**TASK TO CARRY OUT**
Return every line of the entries below that contains the word "brick", copying each such line in full.

— START INPUT ROWS —

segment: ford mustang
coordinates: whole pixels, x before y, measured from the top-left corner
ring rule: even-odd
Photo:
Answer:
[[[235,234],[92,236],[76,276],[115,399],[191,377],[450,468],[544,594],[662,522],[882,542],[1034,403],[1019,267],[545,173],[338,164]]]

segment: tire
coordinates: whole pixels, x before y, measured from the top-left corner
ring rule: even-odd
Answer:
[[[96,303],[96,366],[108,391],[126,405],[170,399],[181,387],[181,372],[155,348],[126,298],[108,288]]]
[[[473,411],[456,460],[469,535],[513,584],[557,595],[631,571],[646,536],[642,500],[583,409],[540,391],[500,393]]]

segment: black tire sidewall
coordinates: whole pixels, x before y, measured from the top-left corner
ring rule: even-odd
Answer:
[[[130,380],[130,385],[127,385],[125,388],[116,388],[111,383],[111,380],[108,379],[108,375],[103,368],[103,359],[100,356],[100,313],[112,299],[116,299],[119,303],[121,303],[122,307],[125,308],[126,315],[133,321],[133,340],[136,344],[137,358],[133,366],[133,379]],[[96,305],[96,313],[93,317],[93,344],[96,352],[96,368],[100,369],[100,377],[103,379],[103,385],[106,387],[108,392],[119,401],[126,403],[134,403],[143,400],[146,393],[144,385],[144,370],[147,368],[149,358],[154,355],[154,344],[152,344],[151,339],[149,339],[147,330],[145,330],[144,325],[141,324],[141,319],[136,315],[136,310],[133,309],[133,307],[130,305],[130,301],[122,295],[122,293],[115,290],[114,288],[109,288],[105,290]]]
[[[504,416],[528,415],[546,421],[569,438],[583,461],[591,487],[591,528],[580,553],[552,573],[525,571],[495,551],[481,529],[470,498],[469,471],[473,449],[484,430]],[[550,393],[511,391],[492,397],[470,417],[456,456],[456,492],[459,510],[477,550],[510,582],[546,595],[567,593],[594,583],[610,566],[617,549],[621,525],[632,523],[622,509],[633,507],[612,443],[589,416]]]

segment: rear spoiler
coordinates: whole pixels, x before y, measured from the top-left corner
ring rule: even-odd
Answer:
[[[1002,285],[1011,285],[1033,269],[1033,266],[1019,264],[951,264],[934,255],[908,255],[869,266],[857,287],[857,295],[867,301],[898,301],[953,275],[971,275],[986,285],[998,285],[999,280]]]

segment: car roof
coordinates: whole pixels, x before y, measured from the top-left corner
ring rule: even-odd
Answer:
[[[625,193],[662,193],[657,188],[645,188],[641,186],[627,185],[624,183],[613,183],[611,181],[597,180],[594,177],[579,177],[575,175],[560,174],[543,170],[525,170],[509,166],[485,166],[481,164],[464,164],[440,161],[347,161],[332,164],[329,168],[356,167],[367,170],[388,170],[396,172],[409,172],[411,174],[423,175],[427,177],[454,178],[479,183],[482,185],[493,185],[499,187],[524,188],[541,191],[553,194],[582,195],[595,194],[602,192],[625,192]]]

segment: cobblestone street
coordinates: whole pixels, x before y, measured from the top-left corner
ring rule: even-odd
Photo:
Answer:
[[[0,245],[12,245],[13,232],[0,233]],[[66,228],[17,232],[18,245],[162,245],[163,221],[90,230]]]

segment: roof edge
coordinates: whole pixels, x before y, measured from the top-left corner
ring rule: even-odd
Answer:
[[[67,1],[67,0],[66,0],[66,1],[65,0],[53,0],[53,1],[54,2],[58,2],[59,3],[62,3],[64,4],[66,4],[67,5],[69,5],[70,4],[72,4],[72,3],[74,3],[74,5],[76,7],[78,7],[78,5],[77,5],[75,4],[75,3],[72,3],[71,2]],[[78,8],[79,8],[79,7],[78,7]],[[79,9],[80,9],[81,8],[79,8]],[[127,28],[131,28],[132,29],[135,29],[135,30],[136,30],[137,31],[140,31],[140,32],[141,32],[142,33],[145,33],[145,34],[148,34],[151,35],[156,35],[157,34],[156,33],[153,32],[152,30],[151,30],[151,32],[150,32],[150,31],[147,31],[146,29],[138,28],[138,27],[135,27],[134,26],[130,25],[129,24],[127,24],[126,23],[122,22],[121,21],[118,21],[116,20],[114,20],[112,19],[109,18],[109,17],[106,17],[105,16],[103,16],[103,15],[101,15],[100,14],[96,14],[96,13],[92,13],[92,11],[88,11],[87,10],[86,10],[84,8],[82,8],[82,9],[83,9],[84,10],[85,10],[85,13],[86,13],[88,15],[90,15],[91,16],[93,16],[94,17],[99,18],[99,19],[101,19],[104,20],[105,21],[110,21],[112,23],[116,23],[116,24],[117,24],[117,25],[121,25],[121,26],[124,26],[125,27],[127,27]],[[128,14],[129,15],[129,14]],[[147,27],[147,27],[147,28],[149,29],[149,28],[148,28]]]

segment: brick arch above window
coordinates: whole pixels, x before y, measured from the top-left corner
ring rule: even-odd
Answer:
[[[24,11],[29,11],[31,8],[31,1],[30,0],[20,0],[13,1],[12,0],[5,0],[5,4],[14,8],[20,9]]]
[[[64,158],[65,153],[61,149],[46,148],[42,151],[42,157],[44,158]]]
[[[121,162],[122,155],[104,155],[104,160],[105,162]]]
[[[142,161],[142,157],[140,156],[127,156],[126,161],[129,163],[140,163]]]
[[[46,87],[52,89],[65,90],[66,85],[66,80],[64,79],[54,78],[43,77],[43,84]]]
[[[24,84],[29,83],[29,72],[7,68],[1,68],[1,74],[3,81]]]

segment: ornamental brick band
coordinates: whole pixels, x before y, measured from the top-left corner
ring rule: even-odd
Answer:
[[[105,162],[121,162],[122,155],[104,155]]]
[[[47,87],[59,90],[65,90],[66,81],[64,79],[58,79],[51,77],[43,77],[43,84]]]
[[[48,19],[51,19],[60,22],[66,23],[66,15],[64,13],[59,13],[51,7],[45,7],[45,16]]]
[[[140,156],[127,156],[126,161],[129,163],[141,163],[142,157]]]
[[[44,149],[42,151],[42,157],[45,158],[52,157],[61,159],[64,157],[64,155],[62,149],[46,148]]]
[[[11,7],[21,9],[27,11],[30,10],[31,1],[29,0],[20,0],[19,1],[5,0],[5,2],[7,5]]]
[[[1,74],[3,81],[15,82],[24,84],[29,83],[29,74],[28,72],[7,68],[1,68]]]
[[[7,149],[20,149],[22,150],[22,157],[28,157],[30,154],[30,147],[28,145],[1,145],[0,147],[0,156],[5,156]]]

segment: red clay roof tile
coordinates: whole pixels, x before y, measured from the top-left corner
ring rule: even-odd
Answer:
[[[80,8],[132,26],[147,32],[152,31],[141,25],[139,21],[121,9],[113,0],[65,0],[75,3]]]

— END INPUT ROWS —
— START INPUT ROWS —

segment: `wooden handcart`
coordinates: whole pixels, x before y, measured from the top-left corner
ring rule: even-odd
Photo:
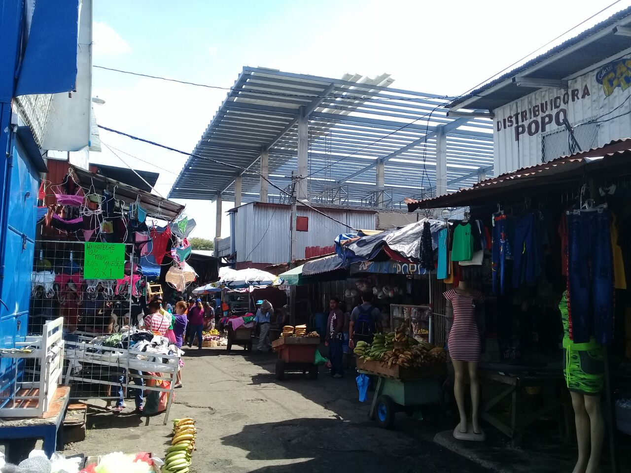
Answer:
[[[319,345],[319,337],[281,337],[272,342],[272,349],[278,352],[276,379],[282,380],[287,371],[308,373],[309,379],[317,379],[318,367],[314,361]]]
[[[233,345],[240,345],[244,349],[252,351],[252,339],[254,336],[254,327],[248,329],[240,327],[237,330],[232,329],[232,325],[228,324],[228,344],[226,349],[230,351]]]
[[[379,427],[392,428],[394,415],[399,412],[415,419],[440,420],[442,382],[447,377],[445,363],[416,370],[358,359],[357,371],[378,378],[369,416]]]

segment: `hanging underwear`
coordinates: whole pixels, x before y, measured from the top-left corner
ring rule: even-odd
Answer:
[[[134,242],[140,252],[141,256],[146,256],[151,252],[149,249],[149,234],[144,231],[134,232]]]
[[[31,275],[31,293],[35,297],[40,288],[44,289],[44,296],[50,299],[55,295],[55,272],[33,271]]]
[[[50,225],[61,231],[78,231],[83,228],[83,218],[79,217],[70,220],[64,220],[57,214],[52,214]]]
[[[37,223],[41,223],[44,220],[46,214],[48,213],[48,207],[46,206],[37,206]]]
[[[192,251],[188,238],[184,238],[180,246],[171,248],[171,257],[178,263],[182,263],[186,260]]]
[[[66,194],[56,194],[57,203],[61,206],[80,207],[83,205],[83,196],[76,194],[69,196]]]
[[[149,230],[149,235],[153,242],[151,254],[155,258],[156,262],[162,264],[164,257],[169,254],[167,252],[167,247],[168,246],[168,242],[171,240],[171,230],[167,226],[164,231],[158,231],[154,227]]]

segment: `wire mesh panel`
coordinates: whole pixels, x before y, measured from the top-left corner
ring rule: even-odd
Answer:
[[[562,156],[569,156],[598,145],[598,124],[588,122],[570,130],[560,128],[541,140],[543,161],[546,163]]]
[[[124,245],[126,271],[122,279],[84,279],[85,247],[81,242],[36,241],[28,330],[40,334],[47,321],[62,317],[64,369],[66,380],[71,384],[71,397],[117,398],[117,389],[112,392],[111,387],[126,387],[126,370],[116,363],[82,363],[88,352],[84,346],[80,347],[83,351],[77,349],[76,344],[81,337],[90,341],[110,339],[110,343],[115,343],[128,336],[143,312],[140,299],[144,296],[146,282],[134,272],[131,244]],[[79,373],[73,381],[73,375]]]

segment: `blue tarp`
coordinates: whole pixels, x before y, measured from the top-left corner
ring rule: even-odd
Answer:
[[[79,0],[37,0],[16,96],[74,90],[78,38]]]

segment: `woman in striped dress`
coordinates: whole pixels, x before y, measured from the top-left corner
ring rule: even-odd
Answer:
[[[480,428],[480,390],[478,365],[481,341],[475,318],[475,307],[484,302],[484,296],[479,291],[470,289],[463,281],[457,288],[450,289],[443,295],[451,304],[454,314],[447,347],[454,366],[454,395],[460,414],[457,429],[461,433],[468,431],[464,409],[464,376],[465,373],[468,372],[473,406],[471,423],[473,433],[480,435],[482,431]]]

— END INPUT ROWS —

**OUTPUT FOR THIS TASK**
segment: brick arch above window
segment: ornamental brick band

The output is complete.